Region annotation entries
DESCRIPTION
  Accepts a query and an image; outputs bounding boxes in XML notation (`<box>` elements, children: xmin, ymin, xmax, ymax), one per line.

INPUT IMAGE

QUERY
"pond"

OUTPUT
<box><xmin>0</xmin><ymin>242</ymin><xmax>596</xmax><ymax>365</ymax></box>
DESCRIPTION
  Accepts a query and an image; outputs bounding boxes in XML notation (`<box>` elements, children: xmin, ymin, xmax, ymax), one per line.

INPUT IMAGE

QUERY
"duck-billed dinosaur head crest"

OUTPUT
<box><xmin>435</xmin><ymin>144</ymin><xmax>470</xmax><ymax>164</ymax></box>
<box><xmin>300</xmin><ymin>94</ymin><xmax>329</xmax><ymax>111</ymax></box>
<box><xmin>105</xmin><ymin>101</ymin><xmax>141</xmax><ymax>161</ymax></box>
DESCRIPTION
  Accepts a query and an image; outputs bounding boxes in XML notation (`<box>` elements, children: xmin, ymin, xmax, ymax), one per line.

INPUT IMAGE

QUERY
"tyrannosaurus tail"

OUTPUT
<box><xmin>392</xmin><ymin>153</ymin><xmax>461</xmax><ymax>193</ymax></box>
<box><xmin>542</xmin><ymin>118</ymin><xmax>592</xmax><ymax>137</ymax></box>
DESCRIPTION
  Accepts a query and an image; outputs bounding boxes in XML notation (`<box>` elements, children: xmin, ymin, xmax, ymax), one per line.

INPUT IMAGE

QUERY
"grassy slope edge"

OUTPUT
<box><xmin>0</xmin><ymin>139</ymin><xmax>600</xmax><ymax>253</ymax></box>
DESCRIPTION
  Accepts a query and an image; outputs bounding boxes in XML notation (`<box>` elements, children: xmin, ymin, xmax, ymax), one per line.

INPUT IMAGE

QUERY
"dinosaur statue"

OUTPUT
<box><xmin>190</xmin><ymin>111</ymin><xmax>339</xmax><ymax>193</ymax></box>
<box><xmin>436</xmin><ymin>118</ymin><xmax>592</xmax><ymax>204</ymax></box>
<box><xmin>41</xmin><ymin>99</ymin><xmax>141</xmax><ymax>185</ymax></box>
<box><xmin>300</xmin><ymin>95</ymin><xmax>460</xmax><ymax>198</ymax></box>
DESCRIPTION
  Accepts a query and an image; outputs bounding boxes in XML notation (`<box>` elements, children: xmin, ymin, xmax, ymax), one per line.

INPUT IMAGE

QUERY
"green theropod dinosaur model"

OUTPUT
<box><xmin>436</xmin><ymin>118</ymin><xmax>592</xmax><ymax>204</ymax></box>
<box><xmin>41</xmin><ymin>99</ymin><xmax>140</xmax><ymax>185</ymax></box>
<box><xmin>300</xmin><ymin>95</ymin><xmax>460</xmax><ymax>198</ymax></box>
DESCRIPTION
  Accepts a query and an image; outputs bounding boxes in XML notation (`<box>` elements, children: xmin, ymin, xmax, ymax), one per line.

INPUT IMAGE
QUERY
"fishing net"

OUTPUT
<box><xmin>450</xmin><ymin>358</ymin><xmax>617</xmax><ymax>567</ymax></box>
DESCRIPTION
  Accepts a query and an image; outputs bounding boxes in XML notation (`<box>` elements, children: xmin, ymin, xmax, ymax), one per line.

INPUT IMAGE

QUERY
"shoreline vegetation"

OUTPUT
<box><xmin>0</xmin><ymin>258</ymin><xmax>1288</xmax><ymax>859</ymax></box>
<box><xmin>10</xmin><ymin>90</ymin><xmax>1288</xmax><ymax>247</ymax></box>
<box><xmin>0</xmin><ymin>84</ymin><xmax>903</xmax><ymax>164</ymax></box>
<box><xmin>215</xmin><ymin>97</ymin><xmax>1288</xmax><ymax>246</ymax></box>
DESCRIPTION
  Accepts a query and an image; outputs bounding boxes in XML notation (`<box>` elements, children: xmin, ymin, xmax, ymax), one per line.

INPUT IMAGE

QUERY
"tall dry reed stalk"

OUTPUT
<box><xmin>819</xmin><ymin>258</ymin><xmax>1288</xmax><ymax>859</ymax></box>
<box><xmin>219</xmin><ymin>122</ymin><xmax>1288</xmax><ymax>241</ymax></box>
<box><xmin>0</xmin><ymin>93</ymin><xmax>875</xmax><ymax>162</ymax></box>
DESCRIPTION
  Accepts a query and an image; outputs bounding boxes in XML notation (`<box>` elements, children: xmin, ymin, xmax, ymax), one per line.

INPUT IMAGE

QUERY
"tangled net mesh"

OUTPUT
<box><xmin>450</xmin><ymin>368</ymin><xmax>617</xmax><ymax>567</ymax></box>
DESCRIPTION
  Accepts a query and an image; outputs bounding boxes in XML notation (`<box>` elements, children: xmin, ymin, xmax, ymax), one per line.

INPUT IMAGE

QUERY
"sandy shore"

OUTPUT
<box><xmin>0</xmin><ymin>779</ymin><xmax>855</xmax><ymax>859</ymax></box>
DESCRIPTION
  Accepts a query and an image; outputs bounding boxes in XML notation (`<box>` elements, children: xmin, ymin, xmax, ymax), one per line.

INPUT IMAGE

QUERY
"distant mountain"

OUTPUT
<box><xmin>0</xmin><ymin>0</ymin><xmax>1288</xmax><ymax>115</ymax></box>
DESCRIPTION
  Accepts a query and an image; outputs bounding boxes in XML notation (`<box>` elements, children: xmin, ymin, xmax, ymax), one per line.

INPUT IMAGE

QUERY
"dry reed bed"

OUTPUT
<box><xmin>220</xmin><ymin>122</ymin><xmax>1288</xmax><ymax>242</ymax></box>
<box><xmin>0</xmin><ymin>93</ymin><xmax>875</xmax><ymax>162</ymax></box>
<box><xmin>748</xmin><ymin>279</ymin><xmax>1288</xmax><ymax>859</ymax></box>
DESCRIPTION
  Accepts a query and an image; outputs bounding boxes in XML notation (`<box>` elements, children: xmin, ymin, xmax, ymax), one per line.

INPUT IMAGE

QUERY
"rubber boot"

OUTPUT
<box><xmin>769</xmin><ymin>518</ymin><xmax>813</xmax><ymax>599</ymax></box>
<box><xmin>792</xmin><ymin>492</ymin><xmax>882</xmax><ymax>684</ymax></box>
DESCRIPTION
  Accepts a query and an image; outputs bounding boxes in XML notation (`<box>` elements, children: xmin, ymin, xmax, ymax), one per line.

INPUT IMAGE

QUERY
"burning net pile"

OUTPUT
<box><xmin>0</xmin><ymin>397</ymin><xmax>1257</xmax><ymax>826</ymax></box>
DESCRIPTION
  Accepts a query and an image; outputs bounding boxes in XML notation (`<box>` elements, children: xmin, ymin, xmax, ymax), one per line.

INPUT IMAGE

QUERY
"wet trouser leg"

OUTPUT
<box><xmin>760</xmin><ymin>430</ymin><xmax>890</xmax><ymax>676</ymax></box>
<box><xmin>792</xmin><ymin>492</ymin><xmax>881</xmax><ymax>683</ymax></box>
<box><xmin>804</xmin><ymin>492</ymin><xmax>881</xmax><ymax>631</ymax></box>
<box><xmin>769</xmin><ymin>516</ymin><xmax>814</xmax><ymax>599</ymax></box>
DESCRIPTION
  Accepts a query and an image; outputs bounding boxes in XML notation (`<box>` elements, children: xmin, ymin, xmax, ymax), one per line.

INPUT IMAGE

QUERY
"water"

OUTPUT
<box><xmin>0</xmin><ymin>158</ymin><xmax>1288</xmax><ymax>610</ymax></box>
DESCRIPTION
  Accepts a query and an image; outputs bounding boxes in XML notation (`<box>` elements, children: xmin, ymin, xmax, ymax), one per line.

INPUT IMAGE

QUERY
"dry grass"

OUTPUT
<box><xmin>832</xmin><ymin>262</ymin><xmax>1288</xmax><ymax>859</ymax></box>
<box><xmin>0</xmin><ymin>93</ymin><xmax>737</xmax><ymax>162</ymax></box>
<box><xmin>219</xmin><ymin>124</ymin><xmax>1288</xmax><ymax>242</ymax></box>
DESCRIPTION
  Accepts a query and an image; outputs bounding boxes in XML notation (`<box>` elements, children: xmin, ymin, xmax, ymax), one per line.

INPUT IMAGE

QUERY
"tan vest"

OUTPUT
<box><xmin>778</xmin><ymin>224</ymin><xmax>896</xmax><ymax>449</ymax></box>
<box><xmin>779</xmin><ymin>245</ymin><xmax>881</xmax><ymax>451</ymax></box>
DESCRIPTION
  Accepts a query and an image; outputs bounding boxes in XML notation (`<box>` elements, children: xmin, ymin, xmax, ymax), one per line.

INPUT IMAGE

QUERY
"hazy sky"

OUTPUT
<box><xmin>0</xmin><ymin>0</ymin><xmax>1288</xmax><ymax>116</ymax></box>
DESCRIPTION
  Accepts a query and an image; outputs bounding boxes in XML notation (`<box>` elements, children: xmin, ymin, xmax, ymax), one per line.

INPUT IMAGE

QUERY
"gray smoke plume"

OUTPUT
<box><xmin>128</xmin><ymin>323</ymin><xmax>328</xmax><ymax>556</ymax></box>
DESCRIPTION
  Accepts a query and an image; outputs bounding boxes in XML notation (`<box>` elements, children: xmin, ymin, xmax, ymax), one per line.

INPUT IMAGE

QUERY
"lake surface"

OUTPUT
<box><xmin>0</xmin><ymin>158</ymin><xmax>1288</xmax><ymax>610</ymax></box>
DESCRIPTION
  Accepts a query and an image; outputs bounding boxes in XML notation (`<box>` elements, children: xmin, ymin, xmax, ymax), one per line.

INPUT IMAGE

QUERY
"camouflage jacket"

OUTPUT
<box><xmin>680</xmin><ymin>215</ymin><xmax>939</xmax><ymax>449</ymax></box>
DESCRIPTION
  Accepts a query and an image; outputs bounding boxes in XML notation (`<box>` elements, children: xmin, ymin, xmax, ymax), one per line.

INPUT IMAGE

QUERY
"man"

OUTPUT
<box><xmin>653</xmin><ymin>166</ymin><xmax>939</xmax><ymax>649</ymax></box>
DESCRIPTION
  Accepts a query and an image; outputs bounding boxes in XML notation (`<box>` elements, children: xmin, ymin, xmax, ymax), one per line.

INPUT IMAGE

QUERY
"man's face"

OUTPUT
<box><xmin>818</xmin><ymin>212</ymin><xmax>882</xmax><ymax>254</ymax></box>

AIM
Count the lines above that contain the string "dinosaur", where case matters. Give only the number.

ANSWER FOR THIS EXERCISE
3